- Theatrical release poster
- Directed by: Joseph F. Robertson
- Written by: Joseph F. Robertson Gerald M. Steiner
- Produced by: Gerald M. Steiner
- Starring: Karen Black; Pat Morita; Kristine Rose; Michael Berryman;
- Cinematography: Arledge Armenaki
- Music by: Scott Broberg; Michael Licari;
- Production company: Steiner Films
- Distributed by: Trans World Entertainment; Columbia Pictures;
- Release date: October 21, 1992;
- Running time: 100 minutes
- Country: United States
- Language: English

= Auntie Lee's Meat Pies =

Horror film by Parker Finn

Auntie Lee's Meat Pies is a 1992 American comedy horror film directed by Joseph F. Robertson and starring Karen Black, Pat Morita, Kristine Rose, and Michael Berryman. Its plot follows a devil-worshipping woman who employs her four nieces to lure virile young men back to her farm where they are butchered and their bodies ground into meat pies that she sells to the community. Its supporting cast includes Pat Paulsen, Ava Fabian, Teri Weigel, and Huntz Hall, in his final film role.

The film borrows elements of Sweeney Todd and the slasher film Motel Hell (1980).

==Plot==
In the small town of Penance, California, Auntie Lee employs her four beautiful nieces—Fawn, Magnolia, Coral, and Sky—to pick up virile men and lure them to her farm, where they are butchered and their remains harvested into meat pies that Auntie Lee sells to the community. Her operation is helped by her handyman brother, Larry, and she maintains a friendly rapport with the unsuspecting town sheriff, Chief Koal.

Information supplied
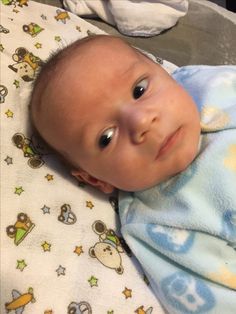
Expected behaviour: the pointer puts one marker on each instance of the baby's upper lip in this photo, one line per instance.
(167, 143)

Problem to work on
Quote the Auntie Lee's Meat Pies article above word for word from "Horror film by" to "final film role.".

Answer to the task
Horror film by Parker Finn

Auntie Lee's Meat Pies is a 1992 American comedy horror film directed by Joseph F. Robertson and starring Karen Black, Pat Morita, Kristine Rose, and Michael Berryman. Its plot follows a devil-worshipping woman who employs her four nieces to lure virile young men back to her farm where they are butchered and their bodies ground into meat pies that she sells to the community. Its supporting cast includes Pat Paulsen, Ava Fabian, Teri Weigel, and Huntz Hall, in his final film role.